### [ОТРЫВОК]
□ □ □

Посредине между трагическим богоборцем и комическим нытиком оказывается у Андреева персонаж, приходящийся родным братом первому и идейным наследником второму: алкоголик и трагикомический философ абсурда. Недаром, кстати, сам автор (хотя и назвал пьесу «Савва») именно Тюху полагал «истинным героем этой драмы» (Андреев 1990, с. 549). Обратим внимание, что полное имя данного персонажа — Антон. Просторечная же его форма не только несет образ безвольности и вялости (по аналогии со словом «тюфяк»), но и ассоциируется с именем божества Тюхе, олицетворяющего судьбу как случайность и символизирующего изменчивость мира и неустойчивость всякой его формы (МНМ, т. 2, с. 515). Подобное «наследство» не случайно для героя Андреева, воплотившего наиболее близкую драматургу философскую позицию, — мир как хаос безумия, в котором люди не понимают друг друга и существуют лишь кривляющиеся «рожи»: «Рожи одни есть. Множество рож. Все рожи, рожи, рожи» (Андреев 1990, с. 379); «Слушай: никого нет. Никого, понимаешь? И Бога нет, и человека нет, и зверя нет. Вот стол — и стола нет. Вот свечка — и свечки нет. Одни рожи, понимаешь? Молчи! Молчи. Я очень боюсь.
Сперанский. Чего?
Тюха (близко наклоняясь). Помереть со смеху. <...> Увижу такую рожу и начну хохотать, хохотать и умру» (Там же, с. 411). Этот страшный момент действительно настает, когда Тюха в финале пьесы, стоя вместе со Сперанским на четвереньках, в звериной позе, рассматривает труп Саввы: «Сквозь все морщинки его лица, превращая его в хаос, проступает неудержимый последний смех. <...> Смех прорывается сквозь пальцы, растет, становится неудержимым и переходит в визг» (Там же, с. 441).
Эпоха, в которую создавался «Ханский огонь», отчасти напоминала годы, когда была написана драма Андреева, — с той разницей, что абсурдность происходящего выразилась многократно сильнее. «Новые» люди, подобные андреевскому «голому», не желают помнить никакого родства с прежним миром. У князя Тугай-Бега, наоборот, есть лишь прошлое: всякое «сейчас» для него — это уже запредельное бытие. Словно Сперанский из пьесы «Савва», булгаковский персонаж теряет чувство реальности при виде самого себя в кавалергардском мундире на фотографии рядом с Николаем II: Не может быть, — громко сказал Тугай и оглядел громадную комнату, словно в свидетели приглашал многочисленных собеседников. — Это сон. — Опять он пробормотал про себя, затем бессвязно продолжал: — одно, одно из двух: или это мертво... а он... гот... этот... жив... или я... не поймешь... <...> По живой моей крови, среди всего живого шли и топтали, как по мертвому. Может быть, действительно я мертв? Я — тень? Но ведь я живу» (2, с. 397—398).

□ □ □

### [ИСХОДНЫЕ СТРОКИ]

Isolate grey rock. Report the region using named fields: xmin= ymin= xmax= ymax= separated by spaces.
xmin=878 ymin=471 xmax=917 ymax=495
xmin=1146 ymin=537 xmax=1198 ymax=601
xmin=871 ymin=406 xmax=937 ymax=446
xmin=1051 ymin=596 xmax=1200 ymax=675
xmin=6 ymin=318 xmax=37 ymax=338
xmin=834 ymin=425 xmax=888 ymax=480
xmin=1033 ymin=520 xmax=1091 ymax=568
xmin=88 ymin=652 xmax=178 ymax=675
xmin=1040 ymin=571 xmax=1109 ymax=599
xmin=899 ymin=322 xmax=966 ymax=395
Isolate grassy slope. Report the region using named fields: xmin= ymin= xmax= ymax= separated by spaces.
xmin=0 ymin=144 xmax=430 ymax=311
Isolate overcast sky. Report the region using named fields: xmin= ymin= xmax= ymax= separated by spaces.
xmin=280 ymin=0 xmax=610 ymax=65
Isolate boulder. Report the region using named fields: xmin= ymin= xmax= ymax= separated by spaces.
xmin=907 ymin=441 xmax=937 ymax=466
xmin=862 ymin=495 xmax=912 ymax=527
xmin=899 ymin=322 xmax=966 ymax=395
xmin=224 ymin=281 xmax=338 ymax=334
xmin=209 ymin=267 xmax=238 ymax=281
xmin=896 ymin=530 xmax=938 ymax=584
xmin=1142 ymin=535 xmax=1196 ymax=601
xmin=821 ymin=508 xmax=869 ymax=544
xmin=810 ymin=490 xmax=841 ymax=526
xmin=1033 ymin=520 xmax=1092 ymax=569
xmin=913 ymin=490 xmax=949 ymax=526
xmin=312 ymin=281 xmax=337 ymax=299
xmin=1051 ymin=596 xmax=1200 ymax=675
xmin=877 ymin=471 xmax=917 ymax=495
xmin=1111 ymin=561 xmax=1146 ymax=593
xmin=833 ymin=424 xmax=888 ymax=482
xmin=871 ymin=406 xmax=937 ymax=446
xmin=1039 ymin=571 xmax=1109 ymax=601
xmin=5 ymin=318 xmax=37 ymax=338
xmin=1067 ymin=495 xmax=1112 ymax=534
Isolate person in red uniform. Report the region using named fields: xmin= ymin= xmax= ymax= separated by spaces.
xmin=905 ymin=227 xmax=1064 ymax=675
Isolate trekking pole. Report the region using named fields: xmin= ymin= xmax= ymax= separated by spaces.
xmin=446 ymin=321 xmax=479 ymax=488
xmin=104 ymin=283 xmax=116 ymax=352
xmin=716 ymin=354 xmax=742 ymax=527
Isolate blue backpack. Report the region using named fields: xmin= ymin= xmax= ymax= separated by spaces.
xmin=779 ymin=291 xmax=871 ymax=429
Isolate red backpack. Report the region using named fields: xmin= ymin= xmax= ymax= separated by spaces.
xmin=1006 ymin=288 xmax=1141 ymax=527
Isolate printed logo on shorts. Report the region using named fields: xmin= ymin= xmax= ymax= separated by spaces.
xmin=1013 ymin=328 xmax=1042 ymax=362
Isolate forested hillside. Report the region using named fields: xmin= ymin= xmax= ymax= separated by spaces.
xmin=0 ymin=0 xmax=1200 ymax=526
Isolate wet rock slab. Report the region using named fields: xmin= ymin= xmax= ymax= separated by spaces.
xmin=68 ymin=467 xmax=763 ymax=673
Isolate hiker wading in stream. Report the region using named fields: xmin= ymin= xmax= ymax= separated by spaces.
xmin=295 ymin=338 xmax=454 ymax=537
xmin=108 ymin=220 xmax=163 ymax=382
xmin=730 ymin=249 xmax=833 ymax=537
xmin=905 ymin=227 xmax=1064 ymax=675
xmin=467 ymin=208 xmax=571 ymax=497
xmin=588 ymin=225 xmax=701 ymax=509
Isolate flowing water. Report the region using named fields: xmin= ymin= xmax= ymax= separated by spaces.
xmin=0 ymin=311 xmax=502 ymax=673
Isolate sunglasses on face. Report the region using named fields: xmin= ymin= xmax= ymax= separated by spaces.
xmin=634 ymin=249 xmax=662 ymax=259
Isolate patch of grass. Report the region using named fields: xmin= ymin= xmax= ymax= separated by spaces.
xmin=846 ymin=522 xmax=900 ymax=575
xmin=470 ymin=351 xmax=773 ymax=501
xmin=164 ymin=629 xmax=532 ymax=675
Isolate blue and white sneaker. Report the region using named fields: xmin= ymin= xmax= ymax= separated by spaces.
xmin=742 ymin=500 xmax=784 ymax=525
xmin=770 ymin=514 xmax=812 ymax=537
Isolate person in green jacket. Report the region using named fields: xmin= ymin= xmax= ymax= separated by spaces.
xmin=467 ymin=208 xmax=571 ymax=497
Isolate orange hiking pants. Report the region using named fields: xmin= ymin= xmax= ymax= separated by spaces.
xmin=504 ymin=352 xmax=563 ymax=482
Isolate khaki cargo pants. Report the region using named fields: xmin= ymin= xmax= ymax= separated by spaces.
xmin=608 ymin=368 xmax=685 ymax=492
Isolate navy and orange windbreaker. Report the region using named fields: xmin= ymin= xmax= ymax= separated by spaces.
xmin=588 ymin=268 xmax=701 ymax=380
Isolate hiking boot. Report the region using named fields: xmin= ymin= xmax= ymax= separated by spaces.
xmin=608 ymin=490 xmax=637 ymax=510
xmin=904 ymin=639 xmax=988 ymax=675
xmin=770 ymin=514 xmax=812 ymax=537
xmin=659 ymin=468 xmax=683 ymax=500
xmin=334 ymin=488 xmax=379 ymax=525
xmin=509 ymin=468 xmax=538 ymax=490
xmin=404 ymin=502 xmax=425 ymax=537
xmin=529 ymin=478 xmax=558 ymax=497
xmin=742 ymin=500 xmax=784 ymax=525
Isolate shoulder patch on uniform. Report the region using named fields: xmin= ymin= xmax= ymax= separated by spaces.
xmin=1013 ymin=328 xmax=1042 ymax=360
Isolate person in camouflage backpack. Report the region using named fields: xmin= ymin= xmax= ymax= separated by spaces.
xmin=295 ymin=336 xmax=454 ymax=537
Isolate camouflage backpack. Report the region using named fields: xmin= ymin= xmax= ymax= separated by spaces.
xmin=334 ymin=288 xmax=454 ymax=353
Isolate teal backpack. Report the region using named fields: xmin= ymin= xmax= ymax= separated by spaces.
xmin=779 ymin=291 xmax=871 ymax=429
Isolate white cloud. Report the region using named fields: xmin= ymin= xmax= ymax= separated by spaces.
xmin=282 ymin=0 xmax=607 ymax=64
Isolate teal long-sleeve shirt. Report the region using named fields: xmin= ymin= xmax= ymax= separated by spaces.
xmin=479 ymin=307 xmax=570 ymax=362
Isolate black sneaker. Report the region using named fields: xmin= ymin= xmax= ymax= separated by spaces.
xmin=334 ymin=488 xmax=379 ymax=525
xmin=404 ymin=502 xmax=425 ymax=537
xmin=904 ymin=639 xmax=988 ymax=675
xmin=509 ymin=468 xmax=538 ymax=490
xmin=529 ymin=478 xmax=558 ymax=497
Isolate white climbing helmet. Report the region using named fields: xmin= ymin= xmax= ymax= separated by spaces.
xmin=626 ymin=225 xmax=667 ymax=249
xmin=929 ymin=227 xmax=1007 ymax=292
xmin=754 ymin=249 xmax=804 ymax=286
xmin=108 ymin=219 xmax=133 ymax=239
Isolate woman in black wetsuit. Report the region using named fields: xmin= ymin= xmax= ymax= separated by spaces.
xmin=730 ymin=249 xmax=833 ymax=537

□ □ □

### [ЧТО СДЕЛАТЬ 1]
Повторите слово в слово часть отрывка, начиная с «Сперанский. Чего?» и заканчивая «же, с. 441).».
### [ЧТО СДЕЛАТЬ 2]
Какое полное имя у Тюхи, если верить отрывку?
Строки здесь ни при чём.

### [РЕЗУЛЬТАТ 1]
Сперанский. Чего?
Тюха (близко наклоняясь). Помереть со смеху. <...> Увижу такую рожу и начну хохотать, хохотать и умру» (Там же, с. 411). Этот страшный момент действительно настает, когда Тюха в финале пьесы, стоя вместе со Сперанским на четвереньках, в звериной позе, рассматривает труп Саввы: «Сквозь все морщинки его лица, превращая его в хаос, проступает неудержимый последний смех. <...> Смех прорывается сквозь пальцы, растет, становится неудержимым и переходит в визг» (Там же, с. 441).

### [РЕЗУЛЬТАТ 2]
Полное имя Тюхи — Антон.